>>>
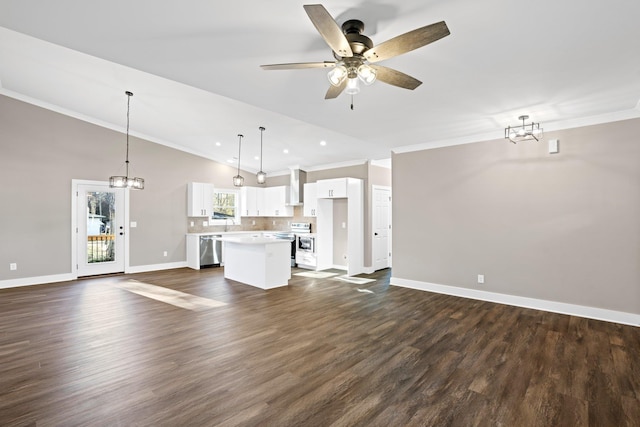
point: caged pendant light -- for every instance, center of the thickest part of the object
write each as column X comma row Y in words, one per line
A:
column 238, row 180
column 126, row 181
column 261, row 176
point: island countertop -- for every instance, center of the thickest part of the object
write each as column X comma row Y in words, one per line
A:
column 253, row 240
column 263, row 262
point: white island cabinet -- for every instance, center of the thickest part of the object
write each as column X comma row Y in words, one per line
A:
column 262, row 262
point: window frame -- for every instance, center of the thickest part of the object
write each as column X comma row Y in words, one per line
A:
column 236, row 219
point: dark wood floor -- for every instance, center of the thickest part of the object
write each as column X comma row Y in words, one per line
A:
column 317, row 353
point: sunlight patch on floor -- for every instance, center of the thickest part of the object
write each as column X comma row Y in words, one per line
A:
column 169, row 296
column 316, row 274
column 356, row 280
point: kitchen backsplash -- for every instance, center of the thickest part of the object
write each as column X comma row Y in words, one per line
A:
column 251, row 223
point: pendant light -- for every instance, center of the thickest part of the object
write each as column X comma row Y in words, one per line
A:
column 126, row 181
column 238, row 181
column 261, row 176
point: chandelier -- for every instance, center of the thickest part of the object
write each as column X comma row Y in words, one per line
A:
column 126, row 181
column 523, row 132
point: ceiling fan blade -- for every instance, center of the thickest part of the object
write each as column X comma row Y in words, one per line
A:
column 334, row 91
column 328, row 29
column 407, row 42
column 299, row 65
column 395, row 77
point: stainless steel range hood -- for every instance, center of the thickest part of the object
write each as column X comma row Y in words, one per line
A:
column 296, row 187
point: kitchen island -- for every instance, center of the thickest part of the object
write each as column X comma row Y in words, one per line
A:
column 263, row 262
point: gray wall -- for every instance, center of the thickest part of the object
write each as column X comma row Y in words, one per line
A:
column 42, row 151
column 560, row 227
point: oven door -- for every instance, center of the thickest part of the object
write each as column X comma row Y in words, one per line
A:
column 306, row 243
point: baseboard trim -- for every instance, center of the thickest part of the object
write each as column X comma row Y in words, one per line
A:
column 38, row 280
column 155, row 267
column 537, row 304
column 67, row 277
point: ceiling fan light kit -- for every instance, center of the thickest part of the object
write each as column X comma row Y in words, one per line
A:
column 355, row 54
column 523, row 132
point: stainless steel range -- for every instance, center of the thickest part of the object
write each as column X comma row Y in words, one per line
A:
column 297, row 229
column 305, row 246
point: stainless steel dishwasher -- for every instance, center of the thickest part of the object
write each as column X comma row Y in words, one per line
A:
column 210, row 251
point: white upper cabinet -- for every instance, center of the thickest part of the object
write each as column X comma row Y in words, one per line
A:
column 269, row 201
column 199, row 199
column 332, row 188
column 310, row 207
column 277, row 201
column 248, row 206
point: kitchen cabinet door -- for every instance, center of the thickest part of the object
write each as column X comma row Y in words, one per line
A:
column 277, row 200
column 199, row 199
column 332, row 188
column 310, row 208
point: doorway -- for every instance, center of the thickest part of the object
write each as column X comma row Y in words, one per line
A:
column 381, row 221
column 99, row 228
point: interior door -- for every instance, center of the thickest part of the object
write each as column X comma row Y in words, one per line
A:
column 100, row 228
column 381, row 220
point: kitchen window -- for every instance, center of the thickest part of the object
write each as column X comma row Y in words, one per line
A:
column 226, row 207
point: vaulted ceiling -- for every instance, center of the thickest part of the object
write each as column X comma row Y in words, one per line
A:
column 194, row 69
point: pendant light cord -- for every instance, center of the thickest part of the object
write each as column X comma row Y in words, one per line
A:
column 129, row 95
column 261, row 130
column 239, row 145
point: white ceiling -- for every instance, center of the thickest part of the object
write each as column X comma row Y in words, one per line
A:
column 193, row 66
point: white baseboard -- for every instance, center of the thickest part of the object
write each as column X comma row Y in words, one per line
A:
column 39, row 280
column 537, row 304
column 155, row 267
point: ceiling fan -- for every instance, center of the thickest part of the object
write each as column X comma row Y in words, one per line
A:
column 355, row 55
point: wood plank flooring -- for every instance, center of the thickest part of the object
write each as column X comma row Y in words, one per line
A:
column 316, row 353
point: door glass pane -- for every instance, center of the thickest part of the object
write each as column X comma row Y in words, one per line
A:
column 100, row 226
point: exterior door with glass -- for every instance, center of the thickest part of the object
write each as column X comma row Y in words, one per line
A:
column 100, row 228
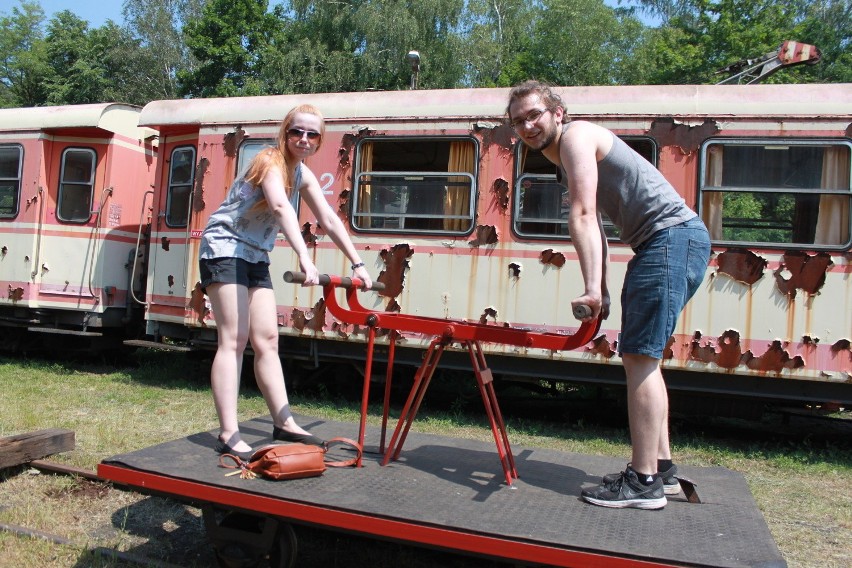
<<<
**TASK DETAILS:** Reproduce all of the records above, replacing "thickest part" with "widest part" everywhere it appears and leaving everything else unchanged. Omit the pictures from your answer.

**EXERCISE OUTPUT:**
point: caged pendant light -- for every instance, center of the widest part of the object
write each as column X comma row Y in words, one per line
A:
column 238, row 180
column 126, row 181
column 261, row 176
point: island countertop -- for every instance, center of the widest part of the object
write each as column X comma row Y in words, one per line
A:
column 253, row 240
column 263, row 262
point: white island cabinet -- for every instance, center of the widest part of the object
write each as column X comma row Y in words, one per line
A:
column 262, row 262
point: window frame -- for every instance, center of the widest part of the object
write each as column X comma row Y in words, one per line
A:
column 236, row 219
point: dark wood floor -- for every instance, center of the widest part of the object
write each as column X comma row Y in words, one per line
A:
column 317, row 353
point: sunlight patch on floor -- for every instance, center of the widest part of the object
write each as column X comma row Y in words, one per line
A:
column 169, row 296
column 316, row 274
column 356, row 280
point: kitchen backsplash -- for every instance, center of the widest part of the object
write each as column X comma row Y in words, one per line
A:
column 251, row 223
point: pendant light -- for every instance, center of the widest part of the object
write each as column X comma row Y in words, one per line
A:
column 126, row 181
column 238, row 181
column 261, row 176
point: chandelier -- for every instance, center of the widest part of the object
write each as column X comma row Y in words, one per line
A:
column 126, row 181
column 523, row 132
point: ceiling fan blade -- for every instance, center of the widest part of the object
write each as column X comma row Y in words, one per line
A:
column 334, row 91
column 328, row 29
column 407, row 42
column 299, row 65
column 395, row 77
point: stainless steel range hood -- for every instance, center of the widest part of the object
write each as column X comma row Y in words, one per line
A:
column 296, row 187
point: kitchen island -- for every instance, center of the widest part of the object
write each as column X comma row Y in words, one per line
A:
column 263, row 262
point: gray wall -- for every instance, center of the widest part of the object
write each as column X comma row Y in words, one per line
A:
column 42, row 151
column 560, row 227
point: oven door -- for every instance, center of the widest part of the object
write each as column X comma row Y in words, one per line
A:
column 306, row 243
point: baseboard trim -- for every instance, center of the widest part of the object
write each as column X comma row Y in words, one per line
A:
column 38, row 280
column 155, row 267
column 537, row 304
column 67, row 277
point: ceiling fan light kit -- for every instance, center of the widest part of the object
write each as column X comma row Y in words, one per line
A:
column 355, row 54
column 523, row 132
point: stainless steel range -- for every instance, center of the widest part of the object
write each as column X comma row Y in words, one per line
A:
column 297, row 229
column 305, row 246
point: stainless steel dishwasher -- for every instance, center of the widest part of the object
write each as column X comma row Y in words, one per line
A:
column 210, row 251
point: white upper cabinet -- for every instance, center of the widest part of the object
write each as column X comma row Y in words, one per line
A:
column 269, row 201
column 199, row 199
column 332, row 188
column 310, row 207
column 277, row 201
column 248, row 206
point: kitchen cabinet door -- for every instance, center of the widest part of the object
write each as column X comma row Y in words, one per line
A:
column 277, row 200
column 199, row 199
column 332, row 188
column 310, row 208
point: doorway -- for every instance, center of the widest part of the object
write each as column X comma row Y in words, one per line
A:
column 381, row 221
column 99, row 228
point: interior door -- for every instance, center of the widest part of the object
write each as column X comma row Y in words, one per line
A:
column 100, row 228
column 381, row 220
point: kitchen window -- for every instance, center of the widest part of the object
write each as column X comma row Y in words, one per line
A:
column 226, row 207
point: vaulted ceiling -- for every instance, center of the widest part of the object
write each as column X comma row Y in words, one per line
A:
column 194, row 69
point: pendant light cord -- for every instance, center of the widest part of the object
write each as column X comma row Y in words, one per line
A:
column 129, row 95
column 261, row 130
column 239, row 145
point: white ceiling -- for every instance, center of the widest part of the object
write each as column X comma row Y in words, one per line
A:
column 193, row 66
point: white baseboard -- for every instance, center of the widest part of the object
write each as column X comma row Y in words, one per line
A:
column 39, row 280
column 537, row 304
column 155, row 267
point: ceiling fan -- for every instance, center of the widest part of the object
write each as column X comma row Y in words, one per line
A:
column 355, row 55
point: wood plank flooring -- for every instance, center of the widest part of the object
write each as column X comma row Y in words, one per line
A:
column 316, row 353
point: door glass pane -- for every instance, center of the widest part of the object
write each as column X comma row Y in words, one per line
A:
column 100, row 226
point: exterior door with glass -- for every instance, center of the widest part of the object
write each as column X comma row Y in words, one per line
A:
column 100, row 228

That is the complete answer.